### EXERCISE TASKS
1 - From the alarm networks text, copy the part that opens with the words containing "Today I want" and closes with "central monitoring station.".
2 - In the alarm networks text, condense the paragraph beginning "For years, that was how we transmitted alarm signals" into a short bulleted list that keeps its main facts.

### EXCERPTED TEXT
===============

Modern Alarm Monitoring Networks

Today I want to talk a little bit about alarm transmission networks. There are a lot of ways that your burglar alarm system sends its signals to the central monitoring station.

Traditionally, all panels had analog dialers built into them. The receivers that the signals were sent to at the signal station were analog receivers. Most commonly, we use what we call POTS lines, plain old telephone services. That’s the type of service you get off the telephone pole that comes in to your house.

For years, that was how we transmitted alarm signals. Nowadays, in the digital age, a lot of the phone lines are digital. Sometimes when you have a digital phone line, you will have difficulty with the transfer from analog to digital and back to analog again, because they compress it. When they uncompress it, there are some timing issues that the analog receivers just don’t deal with well.

Anything less than 100% accuracy or reliability is no good. What’s happened, with the advent of the digital age, is we have a bunch of different methods now that are used to take that analog signal and get it to that analog receiver.

There are a group of companies that build a cell module that takes the signal right out of the alarm panel, just like it was dialing a phone line. They take it onto their own network.

These are companies such as Telguard, Uplink, Skylink. There’s many more. They do nothing more than transport it on their network.

Several of the larger manufacturers have set up their own networks. Alarm.com, which is GE’s network, Alarmnet, which is Honeywell’s network, and Connect 24, which is DSC’s network.

===============

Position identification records
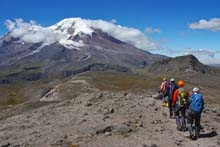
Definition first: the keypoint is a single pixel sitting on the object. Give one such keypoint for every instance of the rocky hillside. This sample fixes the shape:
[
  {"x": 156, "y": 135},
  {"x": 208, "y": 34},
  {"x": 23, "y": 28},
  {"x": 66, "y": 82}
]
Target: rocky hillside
[
  {"x": 188, "y": 64},
  {"x": 66, "y": 117}
]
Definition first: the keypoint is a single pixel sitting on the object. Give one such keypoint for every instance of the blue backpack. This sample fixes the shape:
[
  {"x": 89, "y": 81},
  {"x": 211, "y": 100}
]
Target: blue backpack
[{"x": 197, "y": 103}]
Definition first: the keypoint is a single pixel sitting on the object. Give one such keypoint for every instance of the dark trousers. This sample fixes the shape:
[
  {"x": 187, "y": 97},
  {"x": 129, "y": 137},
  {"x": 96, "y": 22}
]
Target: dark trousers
[
  {"x": 180, "y": 114},
  {"x": 194, "y": 118}
]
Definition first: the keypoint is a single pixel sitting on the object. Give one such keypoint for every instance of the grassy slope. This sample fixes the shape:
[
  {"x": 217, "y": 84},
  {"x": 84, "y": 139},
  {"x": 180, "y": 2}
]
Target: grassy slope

===============

### SOLUTIONS IN ORDER
1 -
Today I want to talk a little bit about alarm transmission networks. There are a lot of ways that your burglar alarm system sends its signals to the central monitoring station.

2 -
- For years, alarm signals were sent over analog lines.
- Many phone lines are now digital.
- On a digital line, the signal is compressed, so converting from analog to digital and back to analog can cause difficulty.
- When the signal is uncompressed, timing issues arise that analog receivers don't handle well.